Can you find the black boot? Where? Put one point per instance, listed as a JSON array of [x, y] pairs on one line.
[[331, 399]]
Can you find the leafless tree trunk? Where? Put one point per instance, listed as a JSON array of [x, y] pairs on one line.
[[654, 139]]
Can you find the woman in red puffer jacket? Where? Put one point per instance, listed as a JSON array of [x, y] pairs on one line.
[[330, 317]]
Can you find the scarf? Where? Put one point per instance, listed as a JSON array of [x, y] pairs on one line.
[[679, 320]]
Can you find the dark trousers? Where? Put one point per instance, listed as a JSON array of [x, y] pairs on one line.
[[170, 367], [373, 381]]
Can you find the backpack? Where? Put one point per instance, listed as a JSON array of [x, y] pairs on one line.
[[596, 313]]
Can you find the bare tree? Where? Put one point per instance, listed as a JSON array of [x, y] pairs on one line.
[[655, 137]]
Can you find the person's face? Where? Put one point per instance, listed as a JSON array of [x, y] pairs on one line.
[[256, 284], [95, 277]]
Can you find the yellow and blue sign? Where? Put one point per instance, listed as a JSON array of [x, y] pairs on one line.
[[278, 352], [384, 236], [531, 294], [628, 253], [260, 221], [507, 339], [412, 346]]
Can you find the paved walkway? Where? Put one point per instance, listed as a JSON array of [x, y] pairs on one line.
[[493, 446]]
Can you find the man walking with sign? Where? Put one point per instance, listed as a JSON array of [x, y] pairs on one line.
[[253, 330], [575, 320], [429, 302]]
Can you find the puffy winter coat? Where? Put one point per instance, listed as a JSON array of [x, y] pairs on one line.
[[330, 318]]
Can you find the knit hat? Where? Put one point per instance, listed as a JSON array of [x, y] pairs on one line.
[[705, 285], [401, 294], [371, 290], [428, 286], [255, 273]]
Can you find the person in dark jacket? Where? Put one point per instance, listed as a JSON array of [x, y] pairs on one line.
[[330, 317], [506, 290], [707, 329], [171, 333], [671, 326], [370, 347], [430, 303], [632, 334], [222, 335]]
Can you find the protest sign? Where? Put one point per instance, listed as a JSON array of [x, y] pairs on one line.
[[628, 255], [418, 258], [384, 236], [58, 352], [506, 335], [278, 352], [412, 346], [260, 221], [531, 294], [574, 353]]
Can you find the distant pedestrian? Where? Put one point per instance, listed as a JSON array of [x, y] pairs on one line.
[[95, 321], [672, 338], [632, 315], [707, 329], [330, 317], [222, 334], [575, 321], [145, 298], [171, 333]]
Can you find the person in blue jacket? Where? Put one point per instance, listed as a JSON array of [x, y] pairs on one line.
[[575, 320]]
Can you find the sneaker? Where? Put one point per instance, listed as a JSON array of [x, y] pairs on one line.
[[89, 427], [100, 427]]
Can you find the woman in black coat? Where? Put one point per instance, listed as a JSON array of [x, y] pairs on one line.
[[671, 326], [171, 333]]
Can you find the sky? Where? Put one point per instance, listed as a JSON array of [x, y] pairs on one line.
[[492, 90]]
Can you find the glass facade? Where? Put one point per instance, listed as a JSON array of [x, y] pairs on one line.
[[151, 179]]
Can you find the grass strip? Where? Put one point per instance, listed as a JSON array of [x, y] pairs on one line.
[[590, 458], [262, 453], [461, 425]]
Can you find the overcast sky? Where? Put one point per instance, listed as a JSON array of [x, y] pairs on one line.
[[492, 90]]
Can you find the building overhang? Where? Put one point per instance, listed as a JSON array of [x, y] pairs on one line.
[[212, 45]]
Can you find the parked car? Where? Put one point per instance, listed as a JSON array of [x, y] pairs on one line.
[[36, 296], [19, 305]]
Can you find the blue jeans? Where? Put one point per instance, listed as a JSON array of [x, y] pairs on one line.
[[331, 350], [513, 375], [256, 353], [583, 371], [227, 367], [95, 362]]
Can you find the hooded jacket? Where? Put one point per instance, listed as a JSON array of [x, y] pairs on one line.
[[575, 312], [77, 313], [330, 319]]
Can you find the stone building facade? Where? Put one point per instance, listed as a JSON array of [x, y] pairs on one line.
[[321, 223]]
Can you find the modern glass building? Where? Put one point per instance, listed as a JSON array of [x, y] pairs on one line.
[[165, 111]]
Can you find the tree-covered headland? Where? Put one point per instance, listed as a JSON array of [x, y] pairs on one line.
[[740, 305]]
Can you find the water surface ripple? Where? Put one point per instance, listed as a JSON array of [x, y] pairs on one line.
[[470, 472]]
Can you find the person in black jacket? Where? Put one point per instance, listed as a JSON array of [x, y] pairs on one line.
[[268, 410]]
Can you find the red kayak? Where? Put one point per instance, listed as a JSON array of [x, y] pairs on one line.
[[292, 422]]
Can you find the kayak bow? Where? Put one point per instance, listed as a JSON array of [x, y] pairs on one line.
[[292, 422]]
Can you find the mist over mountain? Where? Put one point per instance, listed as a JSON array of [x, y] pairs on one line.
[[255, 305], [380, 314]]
::::::::::
OBJECTIVE: Lay out all the data above as a two-column Markdown table headed "No." and "Line." Give one numbered row per line and skip any blank lines.

CORRECT RESULT:
| No. | Line |
|---|---|
| 1 | Can you find the black boot? Where? Put one point per instance, listed as a JSON array of [x, y] pairs on one line. |
| 2 | [[331, 399]] |
| 3 | Can you find the leafless tree trunk? Where? Put one point per instance, listed as a JSON array of [x, y] pairs on one line. |
| 4 | [[654, 139]] |
| 5 | Can you find the woman in red puffer jacket? Where? Put one point per instance, listed as a JSON array of [x, y] pairs on one line. |
| 6 | [[330, 317]] |
| 7 | Can you find the scarf? Where? Put one point per instance, listed as a JSON array of [x, y] pairs on one line. |
| 8 | [[679, 320]] |
| 9 | Can you find the dark trousers? Where? Put one point per instance, listed as a JSON array of [x, y] pairs on one line. |
| 10 | [[170, 367], [373, 381]] |
| 11 | Can you find the backpack? Where? Put one point per instance, listed as a JSON array of [x, y] pairs on one line. |
| 12 | [[596, 313]] |
| 13 | Can you find the bare tree? Where? Put one point per instance, listed as a JSON array of [x, y] pairs on one line. |
| 14 | [[655, 137]] |
| 15 | Can you find the person's face? Where? Put one point per instance, listed as a JSON array of [x, y] pairs on one line. |
| 16 | [[256, 284], [95, 277]] |
| 17 | Can you find the yellow and blue sign? Where? Put one point per instance, listed as a JSON array of [x, y] pairs on one line. |
| 18 | [[278, 352], [384, 236], [531, 294], [628, 253], [260, 221], [507, 339], [412, 346]] |
| 19 | Can you find the paved walkway? Where? Put one point per instance, listed as a JSON array of [x, y] pairs on one line. |
| 20 | [[493, 446]] |
| 21 | Can you find the man walking with sign? Where? Put one point per instance, listed as a JSON array of [x, y] pairs on one line. |
| 22 | [[253, 330], [575, 320], [429, 302]] |
| 23 | Can you find the puffy winter coat? Where? Put one point per instance, listed as a JSON array of [x, y] pairs on one line. |
| 24 | [[330, 318]] |
| 25 | Can you find the knit hat? Where? Put one point per instance, listed as a JSON array of [x, y] pairs on one line. |
| 26 | [[705, 285], [401, 294], [371, 290], [428, 286], [255, 273]] |
| 27 | Can you find the person in dark jacket? Where? Put one point per instance, listed as a JSON array of [x, y] pairs on one line. |
| 28 | [[330, 317], [506, 290], [707, 329], [171, 333], [671, 326], [370, 347], [430, 303], [632, 334], [222, 335]] |
| 29 | Can you find the protest sign? Where? Put one point per instance, listed as a JSON array of [x, y] pairs on one line. |
| 30 | [[628, 255], [418, 258], [384, 236], [58, 352], [506, 335], [278, 352], [412, 346], [260, 221], [531, 294], [574, 353]] |
| 31 | Can you find the distant pedestrian? Where? Put one point per instance, listed as a JSON array of [x, y] pairs on one line. |
| 32 | [[95, 321], [672, 338], [632, 315], [707, 329], [330, 317], [222, 334], [575, 321], [145, 298], [171, 333]] |
| 33 | Can you find the person in blue jacket? Where? Put one point per instance, listed as a JSON array of [x, y] pairs on one line. |
| 34 | [[575, 320]] |
| 35 | Can you find the sneaker? Where? Put one point per instance, listed as a JSON array of [x, y] pairs on one line. |
| 36 | [[89, 427], [100, 427]] |
| 37 | Can you find the woman in black coat? Where? Put one point per instance, listed as a JSON array of [x, y] pairs on one line. |
| 38 | [[671, 326], [171, 333]] |
| 39 | Can you find the sky? Where? Put one point per instance, listed as a JSON array of [x, y] pairs on one line. |
| 40 | [[492, 90]] |
| 41 | Can you find the glass facade? Where? Put one point per instance, listed as a JSON array of [x, y] pairs on one line. |
| 42 | [[151, 179]] |
| 43 | Can you find the grass strip? Where? Put one point per instance, listed as a JSON array of [x, y] pairs on one line. |
| 44 | [[590, 458], [262, 453], [461, 425]] |
| 45 | Can you find the overcast sky? Where? Put one point per instance, listed as a JSON array of [x, y] pairs on one line. |
| 46 | [[492, 90]] |
| 47 | Can you find the building overhang? Where? Put one point per instance, listed as a JSON array of [x, y] pairs on one line. |
| 48 | [[212, 45]] |
| 49 | Can you find the parked car? Where? Put one point per instance, listed as a JSON array of [x, y] pairs on one line. |
| 50 | [[36, 296], [19, 305]] |
| 51 | Can you find the blue jeans? Where? Put one point per instance, listed as a JSON array of [x, y] pairs on one line. |
| 52 | [[331, 350], [513, 375], [256, 353], [583, 371], [227, 367], [95, 362]] |
| 53 | Can you find the hooded jacket? Where? Put one point per instance, listed as a JSON array of [x, y] pairs on one line. |
| 54 | [[575, 312], [77, 313], [330, 319]] |
| 55 | Can you find the stone building facade? Where? Put one point per instance, listed as a JSON array of [x, y] pairs on one line. |
| 56 | [[321, 223]] |
| 57 | Can you find the modern glass building? Where? Put one point per instance, listed as a JSON array of [x, y] pairs on one line. |
| 58 | [[165, 111]] |
| 59 | Can you find the tree-covered headland? Where? Put one point per instance, listed as a JSON array of [x, y] pairs on one line. |
| 60 | [[740, 305]] |
| 61 | Can you find the water surface ripple? Where? Put one point per instance, listed as a JSON array of [x, y] pairs on one line. |
| 62 | [[470, 472]] |
| 63 | Can you find the person in black jacket? Where? Put one point per instance, listed as a JSON array of [x, y] pairs on one line. |
| 64 | [[268, 410]] |
| 65 | Can you find the red kayak? Where? Put one point per instance, listed as a JSON array of [x, y] pairs on one line. |
| 66 | [[292, 422]] |
| 67 | Can you find the kayak bow? Where? Put one point per instance, listed as a JSON array of [x, y] pairs on one line. |
| 68 | [[292, 422]] |
| 69 | Can you find the mist over mountain? Where? Put one point per instance, listed as a JSON array of [x, y] pairs on one line. |
| 70 | [[255, 305], [380, 314]] |